*WORK ITEM*.
Give back the data below exactly as it was given.

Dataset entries
+ + + + + + +

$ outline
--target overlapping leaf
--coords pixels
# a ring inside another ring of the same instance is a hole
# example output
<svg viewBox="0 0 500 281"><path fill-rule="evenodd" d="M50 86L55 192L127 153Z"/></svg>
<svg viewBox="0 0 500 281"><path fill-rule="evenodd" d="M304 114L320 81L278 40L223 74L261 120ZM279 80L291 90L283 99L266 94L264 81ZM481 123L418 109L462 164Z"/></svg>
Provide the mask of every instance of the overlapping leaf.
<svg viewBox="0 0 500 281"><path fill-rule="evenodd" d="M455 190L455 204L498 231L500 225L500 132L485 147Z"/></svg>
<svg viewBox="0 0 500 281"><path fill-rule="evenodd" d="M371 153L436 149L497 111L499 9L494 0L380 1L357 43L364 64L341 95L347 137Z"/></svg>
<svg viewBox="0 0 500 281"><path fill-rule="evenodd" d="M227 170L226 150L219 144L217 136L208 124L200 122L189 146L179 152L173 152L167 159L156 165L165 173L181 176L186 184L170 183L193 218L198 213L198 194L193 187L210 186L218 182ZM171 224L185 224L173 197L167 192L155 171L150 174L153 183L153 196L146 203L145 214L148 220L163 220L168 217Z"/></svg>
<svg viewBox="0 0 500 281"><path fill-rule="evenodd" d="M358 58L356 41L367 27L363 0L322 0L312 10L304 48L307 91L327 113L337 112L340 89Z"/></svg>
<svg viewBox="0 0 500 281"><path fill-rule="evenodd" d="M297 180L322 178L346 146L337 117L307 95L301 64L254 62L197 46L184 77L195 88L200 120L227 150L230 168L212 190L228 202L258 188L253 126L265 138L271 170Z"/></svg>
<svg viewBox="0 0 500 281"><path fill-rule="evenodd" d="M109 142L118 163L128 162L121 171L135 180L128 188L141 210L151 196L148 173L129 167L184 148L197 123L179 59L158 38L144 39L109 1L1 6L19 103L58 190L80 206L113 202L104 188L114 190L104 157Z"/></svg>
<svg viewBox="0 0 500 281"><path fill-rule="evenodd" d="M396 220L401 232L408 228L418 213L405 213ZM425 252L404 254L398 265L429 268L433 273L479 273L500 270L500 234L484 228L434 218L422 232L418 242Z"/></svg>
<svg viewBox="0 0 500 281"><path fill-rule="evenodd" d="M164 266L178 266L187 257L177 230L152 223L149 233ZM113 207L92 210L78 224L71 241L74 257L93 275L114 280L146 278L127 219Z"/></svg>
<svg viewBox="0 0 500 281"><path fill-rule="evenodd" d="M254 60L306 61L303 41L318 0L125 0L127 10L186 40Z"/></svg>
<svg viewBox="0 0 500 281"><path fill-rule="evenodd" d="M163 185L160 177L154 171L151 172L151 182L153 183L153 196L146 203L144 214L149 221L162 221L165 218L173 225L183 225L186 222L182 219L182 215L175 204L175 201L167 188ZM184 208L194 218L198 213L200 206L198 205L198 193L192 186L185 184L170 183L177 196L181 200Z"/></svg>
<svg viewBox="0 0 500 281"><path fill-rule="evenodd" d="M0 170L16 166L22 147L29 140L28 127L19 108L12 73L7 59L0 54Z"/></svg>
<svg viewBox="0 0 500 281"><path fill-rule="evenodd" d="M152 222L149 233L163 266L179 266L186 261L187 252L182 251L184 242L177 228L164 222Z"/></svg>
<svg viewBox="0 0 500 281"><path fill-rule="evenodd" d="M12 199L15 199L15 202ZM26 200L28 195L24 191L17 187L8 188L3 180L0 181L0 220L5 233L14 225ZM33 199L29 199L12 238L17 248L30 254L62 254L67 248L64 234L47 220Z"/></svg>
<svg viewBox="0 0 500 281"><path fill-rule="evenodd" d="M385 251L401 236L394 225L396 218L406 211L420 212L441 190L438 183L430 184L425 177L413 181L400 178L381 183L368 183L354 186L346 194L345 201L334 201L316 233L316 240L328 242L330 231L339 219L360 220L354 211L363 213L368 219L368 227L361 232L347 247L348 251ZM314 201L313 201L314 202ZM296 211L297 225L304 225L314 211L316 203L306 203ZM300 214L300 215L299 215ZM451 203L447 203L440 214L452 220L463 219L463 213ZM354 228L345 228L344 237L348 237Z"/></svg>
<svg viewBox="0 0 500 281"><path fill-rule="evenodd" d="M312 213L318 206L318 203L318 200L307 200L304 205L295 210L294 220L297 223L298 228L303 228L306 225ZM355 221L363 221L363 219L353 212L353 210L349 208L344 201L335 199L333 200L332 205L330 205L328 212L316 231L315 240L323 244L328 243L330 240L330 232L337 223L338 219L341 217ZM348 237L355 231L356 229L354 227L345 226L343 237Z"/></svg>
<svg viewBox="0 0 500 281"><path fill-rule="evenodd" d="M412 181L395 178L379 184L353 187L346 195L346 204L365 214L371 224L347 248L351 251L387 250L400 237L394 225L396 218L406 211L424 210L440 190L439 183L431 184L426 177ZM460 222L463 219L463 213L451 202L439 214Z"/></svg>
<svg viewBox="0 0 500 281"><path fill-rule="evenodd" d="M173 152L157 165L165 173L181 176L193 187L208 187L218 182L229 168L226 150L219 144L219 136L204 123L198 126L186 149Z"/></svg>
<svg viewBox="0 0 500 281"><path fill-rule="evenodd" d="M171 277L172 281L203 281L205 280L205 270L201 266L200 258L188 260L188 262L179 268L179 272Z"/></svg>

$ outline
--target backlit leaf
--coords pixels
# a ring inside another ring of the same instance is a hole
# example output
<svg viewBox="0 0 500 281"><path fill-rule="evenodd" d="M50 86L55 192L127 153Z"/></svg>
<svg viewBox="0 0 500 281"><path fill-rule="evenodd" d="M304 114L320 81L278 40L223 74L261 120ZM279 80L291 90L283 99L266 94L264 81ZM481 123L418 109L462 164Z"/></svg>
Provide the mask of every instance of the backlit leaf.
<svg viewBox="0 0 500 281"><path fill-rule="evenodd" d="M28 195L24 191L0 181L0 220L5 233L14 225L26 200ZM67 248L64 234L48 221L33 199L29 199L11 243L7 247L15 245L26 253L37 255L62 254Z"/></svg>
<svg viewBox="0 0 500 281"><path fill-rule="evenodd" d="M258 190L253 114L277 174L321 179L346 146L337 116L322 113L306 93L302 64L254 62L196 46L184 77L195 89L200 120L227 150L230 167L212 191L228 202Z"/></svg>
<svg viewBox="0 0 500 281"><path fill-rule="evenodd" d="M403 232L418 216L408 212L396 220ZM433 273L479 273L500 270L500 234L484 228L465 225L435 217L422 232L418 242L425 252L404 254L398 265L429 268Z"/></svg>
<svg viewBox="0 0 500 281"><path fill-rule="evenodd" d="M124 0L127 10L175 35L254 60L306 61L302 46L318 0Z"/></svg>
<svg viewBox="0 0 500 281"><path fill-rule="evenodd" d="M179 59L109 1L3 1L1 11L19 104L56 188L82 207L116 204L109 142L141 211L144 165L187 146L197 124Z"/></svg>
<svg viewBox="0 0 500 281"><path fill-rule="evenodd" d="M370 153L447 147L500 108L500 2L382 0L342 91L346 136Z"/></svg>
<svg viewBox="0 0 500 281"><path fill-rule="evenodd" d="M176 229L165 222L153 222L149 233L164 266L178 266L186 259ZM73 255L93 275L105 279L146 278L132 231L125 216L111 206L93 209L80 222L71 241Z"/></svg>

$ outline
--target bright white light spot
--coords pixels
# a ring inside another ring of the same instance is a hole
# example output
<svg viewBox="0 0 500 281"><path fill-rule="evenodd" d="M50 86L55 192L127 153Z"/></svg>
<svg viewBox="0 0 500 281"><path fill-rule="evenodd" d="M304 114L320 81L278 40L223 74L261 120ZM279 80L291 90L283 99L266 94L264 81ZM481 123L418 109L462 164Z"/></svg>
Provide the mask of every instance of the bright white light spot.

+ + + + + + +

*SOLUTION TO THIS PROBLEM*.
$ outline
--target overlapping leaf
--coords pixels
# a ring inside another ring of the same instance is a hole
# example output
<svg viewBox="0 0 500 281"><path fill-rule="evenodd" d="M50 86L55 192L127 153Z"/></svg>
<svg viewBox="0 0 500 281"><path fill-rule="evenodd" d="M304 114L320 81L278 40L223 74L261 120ZM279 80L291 90L283 99L266 94L264 81ZM481 123L418 109L462 164Z"/></svg>
Provide the mask of every instance of the overlapping leaf.
<svg viewBox="0 0 500 281"><path fill-rule="evenodd" d="M455 190L455 204L498 231L500 225L500 132L485 147Z"/></svg>
<svg viewBox="0 0 500 281"><path fill-rule="evenodd" d="M371 153L436 149L497 111L499 9L494 0L380 1L357 43L364 64L341 95L347 137Z"/></svg>
<svg viewBox="0 0 500 281"><path fill-rule="evenodd" d="M227 170L226 150L219 144L217 136L208 124L200 122L189 146L179 152L173 152L167 159L156 165L165 173L181 176L186 184L170 183L193 218L198 213L198 194L193 187L210 186L218 182ZM171 224L185 224L173 197L167 192L155 171L150 174L153 183L153 196L146 203L145 214L148 220L163 220L168 217Z"/></svg>
<svg viewBox="0 0 500 281"><path fill-rule="evenodd" d="M358 58L356 41L367 27L363 0L322 0L312 10L304 48L307 91L327 113L337 112L340 89Z"/></svg>
<svg viewBox="0 0 500 281"><path fill-rule="evenodd" d="M297 180L322 178L346 146L337 117L307 95L301 64L254 62L197 46L184 77L195 88L200 120L227 150L230 168L212 190L228 202L258 188L253 126L265 138L271 170Z"/></svg>
<svg viewBox="0 0 500 281"><path fill-rule="evenodd" d="M109 142L118 163L128 162L121 171L135 180L128 188L141 210L151 196L148 173L129 167L184 148L197 123L179 59L158 38L144 39L109 1L1 6L19 103L58 190L80 206L113 202L104 188L114 190L104 157Z"/></svg>
<svg viewBox="0 0 500 281"><path fill-rule="evenodd" d="M396 220L401 232L408 228L418 213L405 213ZM425 252L404 254L398 265L429 268L433 273L479 273L500 270L500 234L484 228L434 218L422 232L418 242Z"/></svg>
<svg viewBox="0 0 500 281"><path fill-rule="evenodd" d="M164 266L178 266L187 257L177 230L152 223L149 233ZM113 207L92 210L78 224L71 241L74 257L93 275L114 280L146 278L127 219Z"/></svg>
<svg viewBox="0 0 500 281"><path fill-rule="evenodd" d="M254 60L306 61L303 41L318 0L125 0L127 10L186 40Z"/></svg>
<svg viewBox="0 0 500 281"><path fill-rule="evenodd" d="M163 185L160 177L154 171L151 172L151 182L153 183L153 196L146 203L144 214L149 221L162 221L165 218L173 225L183 225L186 222L182 219L182 215L175 204L175 201L167 188ZM184 208L194 218L198 213L200 206L198 205L198 193L192 186L185 184L170 183L177 196L181 200Z"/></svg>
<svg viewBox="0 0 500 281"><path fill-rule="evenodd" d="M0 170L16 166L22 147L29 140L28 127L19 108L12 73L7 59L0 54Z"/></svg>
<svg viewBox="0 0 500 281"><path fill-rule="evenodd" d="M152 222L149 233L163 266L179 266L186 261L187 252L182 251L184 242L177 228L164 222Z"/></svg>
<svg viewBox="0 0 500 281"><path fill-rule="evenodd" d="M12 199L15 199L15 202ZM26 200L28 195L24 191L17 187L8 188L3 180L0 181L0 220L5 233L14 225ZM33 199L29 199L12 238L17 248L30 254L62 254L67 248L64 234L47 220Z"/></svg>
<svg viewBox="0 0 500 281"><path fill-rule="evenodd" d="M385 251L401 236L394 225L396 218L406 211L420 212L441 190L438 183L430 184L425 177L413 181L400 178L381 183L368 183L354 186L346 194L345 201L334 201L316 233L316 240L328 242L330 231L339 219L360 220L354 211L363 213L368 219L368 227L361 232L347 247L348 251ZM314 201L313 201L314 202ZM296 211L297 225L304 225L314 211L316 203L306 203ZM300 214L300 215L299 215ZM451 203L447 203L440 214L452 220L463 219L463 213ZM354 228L345 228L344 237L348 237Z"/></svg>
<svg viewBox="0 0 500 281"><path fill-rule="evenodd" d="M312 213L318 206L318 203L318 200L307 200L304 205L295 210L294 220L297 223L298 228L303 228L306 225ZM355 221L363 221L363 219L353 212L353 210L349 208L344 201L335 199L333 200L332 205L330 205L328 212L316 231L315 240L323 244L328 243L330 240L330 232L337 223L338 219L341 217ZM348 237L355 231L356 229L354 227L345 226L343 237Z"/></svg>
<svg viewBox="0 0 500 281"><path fill-rule="evenodd" d="M412 181L395 178L379 184L353 187L346 195L346 204L365 214L371 224L347 248L351 251L387 250L400 237L394 225L396 218L406 211L424 210L440 190L439 183L431 184L426 177ZM460 222L463 219L463 213L451 202L439 214Z"/></svg>
<svg viewBox="0 0 500 281"><path fill-rule="evenodd" d="M173 152L157 165L165 173L181 176L193 187L208 187L218 182L229 168L226 150L219 144L219 136L204 123L198 126L186 149Z"/></svg>
<svg viewBox="0 0 500 281"><path fill-rule="evenodd" d="M171 277L172 281L203 281L205 280L205 270L201 266L200 258L188 260L188 262L179 268L179 272Z"/></svg>

$ outline
--target backlit leaf
--coords pixels
# a ring inside another ring of the same instance is a hole
# example output
<svg viewBox="0 0 500 281"><path fill-rule="evenodd" d="M50 86L55 192L127 153Z"/></svg>
<svg viewBox="0 0 500 281"><path fill-rule="evenodd" d="M304 114L320 81L278 40L223 74L261 120ZM279 80L291 90L283 99L266 94L264 81ZM481 123L418 109L462 164Z"/></svg>
Provide the mask of every instance of the backlit leaf.
<svg viewBox="0 0 500 281"><path fill-rule="evenodd" d="M28 195L24 191L0 181L0 220L5 233L14 225L26 200ZM67 248L64 234L48 221L33 199L29 199L11 243L7 247L15 245L26 253L37 255L62 254Z"/></svg>
<svg viewBox="0 0 500 281"><path fill-rule="evenodd" d="M258 190L253 114L277 174L321 179L346 146L337 116L322 113L306 93L302 64L254 62L196 46L184 77L195 89L200 120L227 150L230 167L212 191L228 202Z"/></svg>
<svg viewBox="0 0 500 281"><path fill-rule="evenodd" d="M403 232L418 216L408 212L396 220ZM433 273L479 273L500 270L500 234L484 228L465 225L435 217L422 232L418 242L425 252L404 254L398 265L429 268Z"/></svg>
<svg viewBox="0 0 500 281"><path fill-rule="evenodd" d="M124 0L127 10L175 35L254 60L306 61L302 46L318 0Z"/></svg>
<svg viewBox="0 0 500 281"><path fill-rule="evenodd" d="M179 59L109 1L3 1L1 11L19 104L56 188L82 207L116 204L109 142L141 211L144 165L187 146L197 124Z"/></svg>
<svg viewBox="0 0 500 281"><path fill-rule="evenodd" d="M370 153L447 147L500 108L500 2L382 0L342 91L346 136Z"/></svg>
<svg viewBox="0 0 500 281"><path fill-rule="evenodd" d="M176 229L165 222L153 222L149 233L164 266L178 266L186 259ZM73 255L93 275L105 279L146 278L132 231L125 216L111 206L93 209L80 222L71 241Z"/></svg>

$ outline
--target bright white light spot
--coords pixels
# a ring inside another ring of the same instance is a hole
# example output
<svg viewBox="0 0 500 281"><path fill-rule="evenodd" d="M50 86L55 192L127 153Z"/></svg>
<svg viewBox="0 0 500 281"><path fill-rule="evenodd" d="M304 114L320 81L278 40L223 74L261 120ZM279 80L291 90L283 99L266 94L264 81ZM481 123L418 109L462 164Z"/></svg>
Provide the mask of every instance of the bright white light spot.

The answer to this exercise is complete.